Records excerpted from a collection
================
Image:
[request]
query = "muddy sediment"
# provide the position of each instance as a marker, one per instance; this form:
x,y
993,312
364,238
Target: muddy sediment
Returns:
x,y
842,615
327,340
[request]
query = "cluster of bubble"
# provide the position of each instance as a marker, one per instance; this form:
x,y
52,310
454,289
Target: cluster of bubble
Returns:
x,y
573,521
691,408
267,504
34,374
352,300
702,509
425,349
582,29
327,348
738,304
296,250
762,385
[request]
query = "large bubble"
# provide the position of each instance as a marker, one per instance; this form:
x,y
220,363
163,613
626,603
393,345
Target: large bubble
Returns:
================
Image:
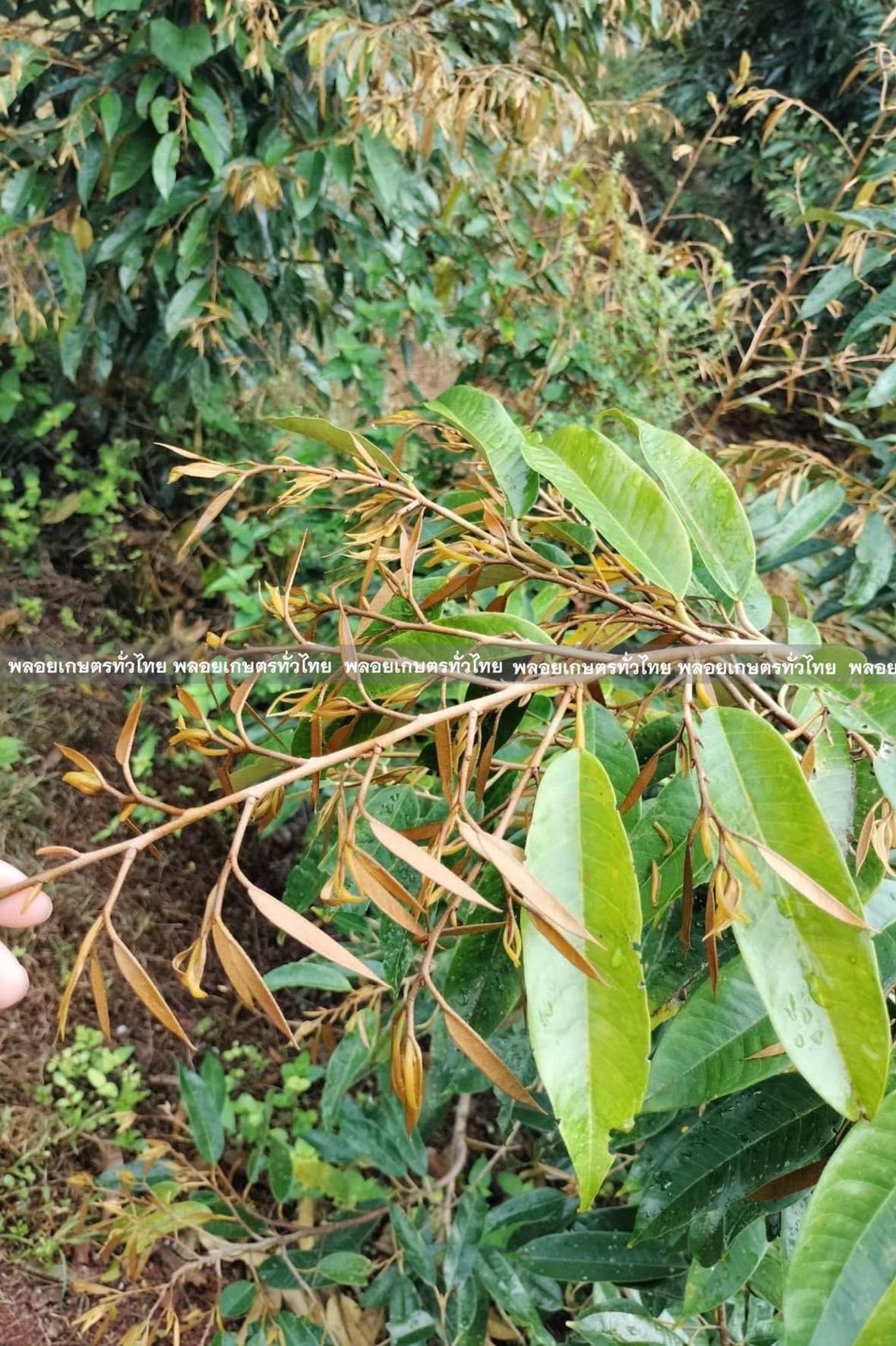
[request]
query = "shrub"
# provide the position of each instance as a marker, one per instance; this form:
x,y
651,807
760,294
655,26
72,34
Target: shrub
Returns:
================
▶ [Problem]:
Locate every line in the listing that contains the word "muddy", and copy each of those lines.

▶ [Completed task]:
query = "muddy sediment"
Target: muddy sediment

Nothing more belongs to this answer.